Übungsteile ▸
- a) Gib die Zeilen vom Beginn der Zeilen bis einschließlich der Zeile mit "116 88 L 177" erneut aus und ersetze darin bitte "gravel surface" durch "sand surface", während alles andere unverändert bleibt. Gemeint sind nur die Zeilen, nicht der Text über SASS.
- b) Schreibe den Text über SASS ab der Stelle weiter, an der er endet.

Zu lesender Auszug ▸
SASS: CSS auf dem nächsten Level?

Mit CSS können Sie Webseiten nach Ihren Vorstellungen gestalten. Doch die Stylesheet-Sprache hat ihre Grenzen. Viele Webdesigner wünschen sich eine komfortablere Arbeitsweise bei der Gestaltung von Websites. Hier kommen CSS-Präprozessoren ins Spiel. Mithilfe einer Stylesheet-Sprache, die quasi eine Erweiterung zum zugrundeliegenden CSS ist, können Sie die Arbeit am Design stark vereinfachen. Die bekannteste dieser erweiterten Sprachen ist SASS. Was steckt hinter dem Syntactically Awesome Style Sheet?

Was ist SASS?

(Einer Sammlung entnommene Datensätze)

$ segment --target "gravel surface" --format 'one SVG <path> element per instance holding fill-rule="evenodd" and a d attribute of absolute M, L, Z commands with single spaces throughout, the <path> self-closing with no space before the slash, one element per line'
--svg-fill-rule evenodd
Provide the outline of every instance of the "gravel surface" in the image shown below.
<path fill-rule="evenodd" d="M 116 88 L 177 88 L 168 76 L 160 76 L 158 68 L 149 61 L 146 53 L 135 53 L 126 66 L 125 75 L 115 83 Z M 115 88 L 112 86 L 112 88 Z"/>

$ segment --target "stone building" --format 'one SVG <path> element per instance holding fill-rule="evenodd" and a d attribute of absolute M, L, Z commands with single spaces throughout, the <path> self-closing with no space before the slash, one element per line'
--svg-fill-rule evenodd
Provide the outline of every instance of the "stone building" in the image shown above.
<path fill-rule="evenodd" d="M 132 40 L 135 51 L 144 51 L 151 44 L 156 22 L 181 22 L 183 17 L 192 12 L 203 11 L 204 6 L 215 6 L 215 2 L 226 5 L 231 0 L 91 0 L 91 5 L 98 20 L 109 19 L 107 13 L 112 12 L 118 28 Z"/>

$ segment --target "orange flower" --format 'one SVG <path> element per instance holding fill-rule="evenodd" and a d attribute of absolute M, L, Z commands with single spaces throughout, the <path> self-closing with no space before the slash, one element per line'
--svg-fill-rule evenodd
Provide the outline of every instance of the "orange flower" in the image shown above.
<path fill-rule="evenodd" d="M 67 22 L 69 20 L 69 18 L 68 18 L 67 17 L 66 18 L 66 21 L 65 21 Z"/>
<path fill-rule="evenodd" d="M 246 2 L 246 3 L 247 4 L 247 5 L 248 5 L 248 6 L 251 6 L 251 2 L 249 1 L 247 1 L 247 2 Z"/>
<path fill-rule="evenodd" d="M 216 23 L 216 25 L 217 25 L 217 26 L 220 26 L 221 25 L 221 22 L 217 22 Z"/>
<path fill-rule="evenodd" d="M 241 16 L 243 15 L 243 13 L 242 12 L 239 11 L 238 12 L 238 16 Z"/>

Ergebnisse je Aufgabe ▸
- a)
$ segment --target "sand surface" --format 'one SVG <path> element per instance holding fill-rule="evenodd" and a d attribute of absolute M, L, Z commands with single spaces throughout, the <path> self-closing with no space before the slash, one element per line'
--svg-fill-rule evenodd
Provide the outline of every instance of the "sand surface" in the image shown below.
<path fill-rule="evenodd" d="M 116 88 L 177 88 L 168 76 L 160 76 L 158 68 L 149 61 L 146 53 L 135 53 L 126 66 L 125 75 L 115 83 Z M 115 88 L 112 86 L 112 88 Z"/>

- b)
Um zu verstehen, was SASS ist und warum man die Sprache überhaupt braucht, sollte man sich den Sinn von CSS klarmachen. Websites beruhen zunächst einmal auf der Auszeichnungssprache HTML. Möchte man in HTML Gestaltungen vornehmen, muss man den Inhalt direkt mit dem Design koppeln – auf jeder einzelnen HTML-Seite. HTML ist – einfach gesprochen – nicht für Design gedacht und daher auch auf diesem Gebiet sehr beschränkt. Das Cascading Style Sheet (CSS) legt die Darstellung von HTML-Seiten fest. Wie eine Schablone liegt CSS auf dem HTML-Code und definiert für jedes Element auf der Seite das Design: Schriftart, Textfarbe, Hintergrund – Webdesigner legen mit CSS alle Gestaltungselemente fest.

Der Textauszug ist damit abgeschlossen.